▸ Set problem: Copy out the listing below, swapping every "one pair per line" for "one pair per row" and changing nothing else.

▸ Entries supplied:
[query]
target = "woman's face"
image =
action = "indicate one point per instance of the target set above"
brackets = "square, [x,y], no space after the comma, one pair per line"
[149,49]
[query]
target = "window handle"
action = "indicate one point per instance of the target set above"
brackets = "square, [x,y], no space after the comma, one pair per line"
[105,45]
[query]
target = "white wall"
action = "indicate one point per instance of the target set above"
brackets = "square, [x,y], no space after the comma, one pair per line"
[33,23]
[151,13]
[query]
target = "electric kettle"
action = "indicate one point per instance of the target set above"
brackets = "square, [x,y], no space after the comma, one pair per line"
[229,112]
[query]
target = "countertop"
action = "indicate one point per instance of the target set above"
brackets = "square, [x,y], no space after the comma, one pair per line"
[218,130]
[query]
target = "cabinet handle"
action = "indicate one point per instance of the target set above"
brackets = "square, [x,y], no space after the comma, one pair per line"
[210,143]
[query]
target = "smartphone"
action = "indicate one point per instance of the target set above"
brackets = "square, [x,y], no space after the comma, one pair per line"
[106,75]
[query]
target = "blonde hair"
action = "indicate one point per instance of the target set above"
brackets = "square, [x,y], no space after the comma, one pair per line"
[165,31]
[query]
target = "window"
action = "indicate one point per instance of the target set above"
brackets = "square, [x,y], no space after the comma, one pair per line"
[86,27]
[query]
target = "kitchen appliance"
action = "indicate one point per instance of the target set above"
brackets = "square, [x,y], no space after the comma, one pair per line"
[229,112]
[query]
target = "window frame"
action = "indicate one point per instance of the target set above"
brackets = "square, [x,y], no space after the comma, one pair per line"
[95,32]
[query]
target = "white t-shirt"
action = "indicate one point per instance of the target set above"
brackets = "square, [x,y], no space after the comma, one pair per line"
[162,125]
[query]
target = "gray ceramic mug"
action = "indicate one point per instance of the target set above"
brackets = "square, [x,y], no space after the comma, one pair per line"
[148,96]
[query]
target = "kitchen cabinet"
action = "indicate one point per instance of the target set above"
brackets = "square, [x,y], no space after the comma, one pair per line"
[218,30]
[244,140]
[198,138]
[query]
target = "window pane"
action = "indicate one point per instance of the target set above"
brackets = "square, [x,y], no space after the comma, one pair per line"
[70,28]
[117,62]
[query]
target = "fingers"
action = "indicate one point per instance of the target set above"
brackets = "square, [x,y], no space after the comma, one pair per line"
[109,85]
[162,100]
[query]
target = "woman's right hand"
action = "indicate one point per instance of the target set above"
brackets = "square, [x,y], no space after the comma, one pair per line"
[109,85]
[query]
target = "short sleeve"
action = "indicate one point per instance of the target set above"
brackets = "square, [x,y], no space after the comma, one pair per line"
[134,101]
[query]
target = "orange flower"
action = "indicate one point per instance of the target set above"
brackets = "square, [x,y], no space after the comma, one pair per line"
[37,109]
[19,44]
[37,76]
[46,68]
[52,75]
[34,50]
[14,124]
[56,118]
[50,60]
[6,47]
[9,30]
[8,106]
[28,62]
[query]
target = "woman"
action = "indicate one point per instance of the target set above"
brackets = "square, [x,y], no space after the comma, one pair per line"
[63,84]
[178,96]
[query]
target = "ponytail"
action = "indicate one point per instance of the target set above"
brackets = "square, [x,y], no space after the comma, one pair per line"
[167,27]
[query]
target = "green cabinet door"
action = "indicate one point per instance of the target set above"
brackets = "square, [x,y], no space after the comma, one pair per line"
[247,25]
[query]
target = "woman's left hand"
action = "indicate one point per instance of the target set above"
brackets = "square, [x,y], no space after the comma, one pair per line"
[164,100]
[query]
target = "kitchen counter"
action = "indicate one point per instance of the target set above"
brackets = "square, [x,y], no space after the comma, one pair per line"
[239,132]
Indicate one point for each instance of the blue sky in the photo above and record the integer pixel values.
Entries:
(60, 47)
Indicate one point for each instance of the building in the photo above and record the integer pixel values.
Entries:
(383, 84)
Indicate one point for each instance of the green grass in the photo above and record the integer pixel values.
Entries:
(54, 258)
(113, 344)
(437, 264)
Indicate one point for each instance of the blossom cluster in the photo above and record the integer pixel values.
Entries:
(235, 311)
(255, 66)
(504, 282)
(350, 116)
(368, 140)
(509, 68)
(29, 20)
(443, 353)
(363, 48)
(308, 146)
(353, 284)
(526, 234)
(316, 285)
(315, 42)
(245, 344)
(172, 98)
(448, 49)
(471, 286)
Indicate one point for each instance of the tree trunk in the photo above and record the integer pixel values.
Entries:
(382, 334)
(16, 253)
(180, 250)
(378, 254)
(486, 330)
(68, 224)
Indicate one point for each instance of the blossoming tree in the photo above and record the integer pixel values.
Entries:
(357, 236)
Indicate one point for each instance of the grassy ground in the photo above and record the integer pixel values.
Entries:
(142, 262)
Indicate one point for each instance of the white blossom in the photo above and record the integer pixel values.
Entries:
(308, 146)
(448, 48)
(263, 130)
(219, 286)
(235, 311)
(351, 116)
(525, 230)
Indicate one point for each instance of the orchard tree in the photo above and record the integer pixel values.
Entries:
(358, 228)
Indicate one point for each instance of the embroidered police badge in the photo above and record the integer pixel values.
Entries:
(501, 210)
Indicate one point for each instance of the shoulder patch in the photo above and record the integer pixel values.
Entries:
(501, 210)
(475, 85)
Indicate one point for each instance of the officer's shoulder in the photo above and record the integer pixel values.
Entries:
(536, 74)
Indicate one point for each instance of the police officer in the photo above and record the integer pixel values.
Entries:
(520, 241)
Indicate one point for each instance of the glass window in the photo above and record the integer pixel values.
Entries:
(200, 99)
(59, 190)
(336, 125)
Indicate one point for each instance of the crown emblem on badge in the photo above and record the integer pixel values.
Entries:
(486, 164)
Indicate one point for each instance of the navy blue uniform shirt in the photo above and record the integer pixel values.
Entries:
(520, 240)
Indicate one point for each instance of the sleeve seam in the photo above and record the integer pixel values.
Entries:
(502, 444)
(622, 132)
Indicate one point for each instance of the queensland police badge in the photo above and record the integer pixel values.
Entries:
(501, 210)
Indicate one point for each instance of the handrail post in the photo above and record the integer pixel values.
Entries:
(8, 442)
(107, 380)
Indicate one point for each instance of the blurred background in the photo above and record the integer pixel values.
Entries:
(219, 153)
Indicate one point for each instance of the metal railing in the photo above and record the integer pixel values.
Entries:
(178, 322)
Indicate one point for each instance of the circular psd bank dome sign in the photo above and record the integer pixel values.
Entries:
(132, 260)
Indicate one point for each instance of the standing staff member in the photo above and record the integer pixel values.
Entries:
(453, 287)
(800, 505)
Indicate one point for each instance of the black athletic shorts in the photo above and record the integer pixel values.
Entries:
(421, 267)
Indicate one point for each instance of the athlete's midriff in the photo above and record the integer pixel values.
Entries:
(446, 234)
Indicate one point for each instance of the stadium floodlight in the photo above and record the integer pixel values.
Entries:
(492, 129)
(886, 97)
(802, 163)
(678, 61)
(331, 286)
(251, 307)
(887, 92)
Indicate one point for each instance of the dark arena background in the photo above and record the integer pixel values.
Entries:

▸ Task result:
[query]
target = "woman's face"
image =
action = "indicate one point per instance of the target set above"
brackets = "square, [x,y], no space after the comma, one pair per row"
[149,49]
[query]
target = "window handle"
action = "indicate one point per instance of the target set above"
brackets = "square, [x,y], no space after the comma, one pair per row"
[105,45]
[query]
target = "white wall"
action = "indicate one point per instance of the target set above"
brackets = "square, [x,y], no space after the comma, one pair per row"
[33,23]
[151,13]
[query]
target = "electric kettle"
action = "indicate one point per instance of the target set above"
brackets = "square, [x,y], no space after the comma, one pair per row"
[229,112]
[query]
target = "countertop"
action = "indicate one point per instance of the target set above"
brackets = "square, [x,y], no space after the comma, one pair per row"
[218,130]
[query]
target = "cabinet handle"
action = "indicate one point per instance of the target set above"
brackets = "square, [x,y], no space after the comma, one pair per row"
[210,143]
[query]
target = "smartphone"
action = "indicate one point per instance of the target set above"
brackets = "square, [x,y], no space after the comma, one pair per row"
[106,75]
[query]
target = "blonde hair"
action = "indicate one point per instance of the target set above"
brackets = "square, [x,y], no space after the comma, one pair per row"
[165,31]
[query]
target = "window"
action = "indicate one point per instance of the target set above"
brackets = "square, [x,y], no space after the comma, one pair per row"
[86,27]
[query]
target = "kitchen appliance"
action = "indicate one point per instance of the target set above"
brackets = "square, [x,y], no space after the comma, one pair per row"
[229,112]
[query]
target = "window frame"
action = "indicate one point per instance of the target set above"
brackets = "square, [x,y], no space after the comma, one pair per row"
[95,32]
[query]
target = "white t-shirt"
action = "indicate one point per instance of the target set above"
brackets = "square, [x,y], no space after the comma, one pair per row"
[162,125]
[query]
target = "gray ceramic mug"
action = "indicate one point per instance of the target set above"
brackets = "square, [x,y], no space after the comma, one pair per row"
[148,96]
[query]
target = "kitchen cabinet"
action = "indicate one point per instance of the target set above"
brackets = "square, [x,y], no space after the comma, one pair per row"
[218,30]
[244,140]
[198,138]
[query]
target = "window pane"
action = "indicate one point per instance of the target set above"
brackets = "square, [x,y], no space after the comma, one pair per row"
[70,28]
[117,62]
[query]
target = "fingers"
action = "indicate one point per instance of the target set above"
brackets = "square, [x,y], no space after the comma, one pair per row"
[109,85]
[162,100]
[query]
target = "woman's right hand"
action = "indicate one point per instance of the target set above"
brackets = "square, [x,y], no space after the comma, one pair per row"
[109,85]
[query]
target = "short sleeve"
action = "indicate one point per instance of the target set above"
brackets = "square, [x,y], no space after the comma, one pair per row"
[134,101]
[query]
target = "orange flower"
action = "indicate one point per instance of the target set above"
brackets = "square, [x,y], no space after the comma, one pair per row"
[37,109]
[19,44]
[37,76]
[46,68]
[52,75]
[34,50]
[14,124]
[56,118]
[50,60]
[6,47]
[9,30]
[8,106]
[28,62]
[query]
target = "woman"
action = "indicate one point per instance of the target set above"
brackets = "square, [x,y], no space after the comma, one pair per row"
[63,84]
[178,96]
[query]
target = "ponytail"
action = "indicate one point per instance of the target set above"
brackets = "square, [x,y], no space after the comma, one pair per row"
[167,27]
[query]
target = "green cabinet door"
action = "indicate one point per instance of the target set above"
brackets = "square, [x,y], no space after the comma, one pair per row"
[247,25]
[query]
target = "woman's left hand"
action = "indicate one point per instance of the target set above"
brackets = "square, [x,y], no space after the comma, one pair per row"
[164,100]
[query]
target = "kitchen counter"
action = "indicate one point per instance of the target set above"
brackets = "square, [x,y], no space after the comma, one pair per row"
[239,132]
Indicate one point for each instance of the blue sky in the photo above and record the integer pixel values.
Entries:
(60, 47)
Indicate one point for each instance of the building in the photo above and record the integer pixel values.
Entries:
(383, 84)
Indicate one point for each instance of the green grass in the photo above and record the integer pixel values.
Entries:
(54, 258)
(113, 344)
(437, 264)
Indicate one point for each instance of the blossom cluster in the photo above and record the integer pixel values.
Entries:
(235, 311)
(255, 66)
(504, 282)
(350, 116)
(368, 140)
(509, 68)
(29, 20)
(443, 353)
(363, 48)
(308, 146)
(353, 284)
(526, 234)
(316, 285)
(315, 42)
(245, 344)
(172, 98)
(448, 49)
(471, 286)
Indicate one point for each instance of the tree trunk in the photo above and record the integer pixel values.
Entries:
(382, 334)
(16, 253)
(180, 250)
(378, 254)
(486, 330)
(68, 224)
Indicate one point for each instance of the blossoming tree in the photo above and record the integer pixel values.
Entries:
(357, 236)
Indicate one point for each instance of the grassy ground in the photo above and record the integer pixel values.
Entries:
(142, 262)
Indicate one point for each instance of the white blossom in the photo above and record the integer pixel values.
Entries:
(308, 146)
(448, 48)
(263, 130)
(219, 286)
(235, 311)
(351, 116)
(525, 230)
Indicate one point for each instance of the orchard tree in the photo above and record the integer pixel values.
Entries:
(358, 228)
Indicate one point for each instance of the embroidered police badge in the photo above and record the integer pixel values.
Entries:
(501, 210)
Indicate one point for each instance of the shoulder patch in the photo above and record the integer pixel values.
Entries:
(501, 210)
(475, 85)
Indicate one point for each instance of the officer's shoulder in the photo above and record the integer pixel values.
Entries:
(536, 74)
Indicate one point for each instance of the police officer in the photo above and record the integer pixel values.
Entries:
(520, 241)
Indicate one point for each instance of the glass window in the photo above and record the integer pixel values.
Entries:
(200, 99)
(59, 190)
(336, 125)
Indicate one point for each instance of the crown emblem on badge in the photo above and record the integer pixel values.
Entries:
(486, 164)
Indicate one point for each instance of the navy blue uniform shirt in the photo above and record the integer pixel values.
Entries:
(520, 240)
Indicate one point for each instance of the sleeve seam in the photo above and record the integer pixel values.
Entries:
(502, 444)
(622, 132)
Indicate one point for each instance of the queensland police badge in the photo above and record the integer pixel values.
Entries:
(501, 210)
Indicate one point for each instance of the handrail post in the photo above and record the integer pixel values.
Entries:
(8, 442)
(107, 380)
Indicate one point for each instance of the blurred background in the photo above and record the integer pixel values.
Entries:
(219, 153)
Indicate one point for each instance of the metal railing in the photo above and record the integer pixel values.
Entries:
(178, 322)
Indicate one point for each instance of the circular psd bank dome sign in the photo above and record the integer pixel values.
Entries:
(132, 260)
Indicate one point for each instance of the standing staff member in the photo above and record the integer pixel values.
Entries:
(453, 287)
(800, 505)
Indicate one point for each instance of the black athletic shorts in the photo above and record the integer pixel values.
Entries:
(421, 267)
Indicate one point for each instance of the athlete's midriff in the photo above and record the integer pixel values.
Entries:
(446, 234)
Indicate one point for each instance of the stadium floodlight in the photo above and record the integer pixel values.
Entries:
(492, 129)
(886, 97)
(802, 163)
(678, 61)
(331, 286)
(251, 307)
(887, 92)
Indicate one point for each instance of the dark arena background in the photo above and record the integer pixel values.
Entries:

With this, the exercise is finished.